Goal 1
Write out the part of the Magoula Karditsa railway station entry below from "Magoula Karditsa railway station (Σιδηροδρομικός" up to and including "small, unstaffed Holt.".
Goal 2
Continue the Magoula Karditsa railway station entry below, starting right after its final sentence.
— START OF Passage given —
General information
- Location: Pamisos 431 00 Karditsa Greece
- Coordinates: 39°27′07″N 21°47′18″E﻿ / ﻿39.451928°N 21.788277°E
- Owner: GAIAOSE
- Operator: Hellenic Train
- Line: Palaiofarsalos–Kalambaka railway
- Platforms: 1
- Tracks: 1
- Train operators: Hellenic Train

Construction
- Structure type: at-grade
- Platform levels: 1
- Parking: No
- Cycle facilities: No

Other information
- Status: Unstaffed
- Website: http://www.ose.gr/en/

History
- Opened: 2001
- Electrified: No

Services
| Preceding station | Hellenic Train |  |  | Following station |
| Fanari towards Athens |  | C2 Athens-Kalambaka |  | Trikala towards Kalambaka |
| Fanari towards Palaiofarsalos |  | G3 Palaiofarsalos-Kalambaka |  |
Former services
| Preceding station | Thessaly Railways |  |  | Following station |
| Fanario Horio towards Volos |  | Volos–Kalambaka |  | Kalyvia towards Kalambaka |

= Magoula Karditsa railway station =

Railway station in Karditsa, Thessaly, Greece

Magoula Karditsa railway station (Σιδηροδρομικός σταθμός Μαγούλας Καρδίτσας) is a small railway station in the Karditsa regional unit, Thessaly. Located east of a farming community of the same name, it opened in 2001 when the line was upgraded. It is a small, unstaffed Holt.
— END OF Passage given —
— START OF Dataset content —
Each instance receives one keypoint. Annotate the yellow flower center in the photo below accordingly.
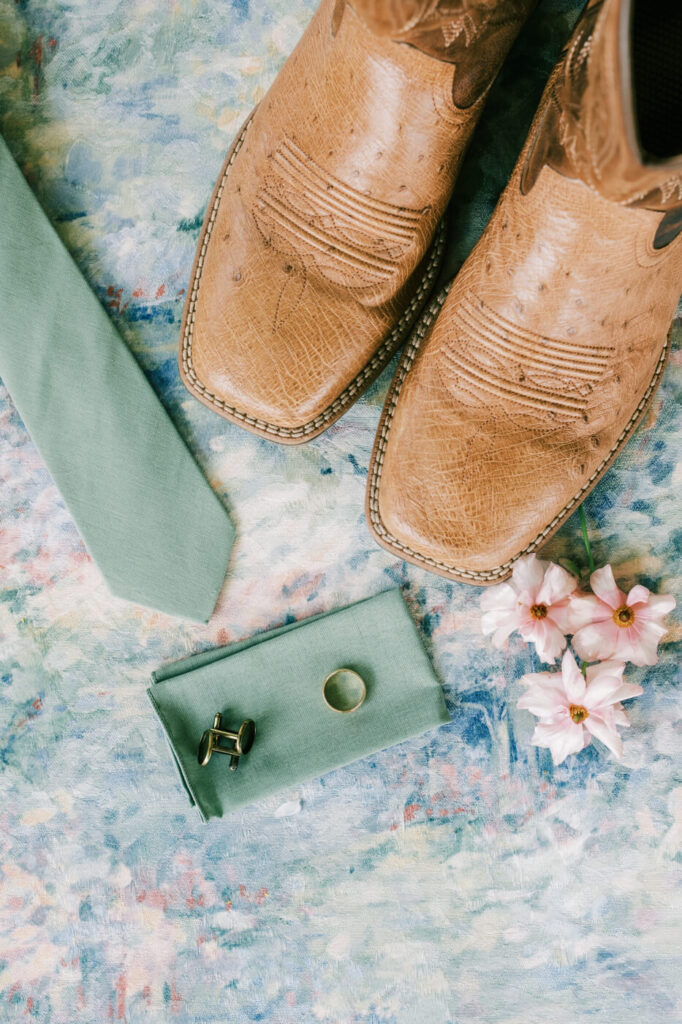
— END OF Dataset content —
Output 1
Magoula Karditsa railway station (Σιδηροδρομικός σταθμός Μαγούλας Καρδίτσας) is a small railway station in the Karditsa regional unit, Thessaly. Located east of a farming community of the same name, it opened in 2001 when the line was upgraded. It is a small, unstaffed Holt.

Output 2
Currently no trains serve the station, with rail replacement bus service operation between the Kalambaka and Paleofarsalos, where onward services can be found.

== History ==

The station was opened in 2001 on the old Thessaly Railways. The line was authorized by the Greek government under the law AMH’/22.6.1882. soon after the liberation of Central Greece from the Ottomans. It was, however not until 2001 this station was built

In 2001 the section between Kalampaka and Palaiofarsalos was converted from Narrow-gauge (1000 mm) to standard gauge (1435 mm) and physically connected at Palaiofarsalos with the mainline from Athens to Thessaloniki. Since to upgrade. However, travel times improved, and the unification of rail gauge allowed direct services, even InterCity services, to link Volos and Kalambaka with Athens and Thessaloniki.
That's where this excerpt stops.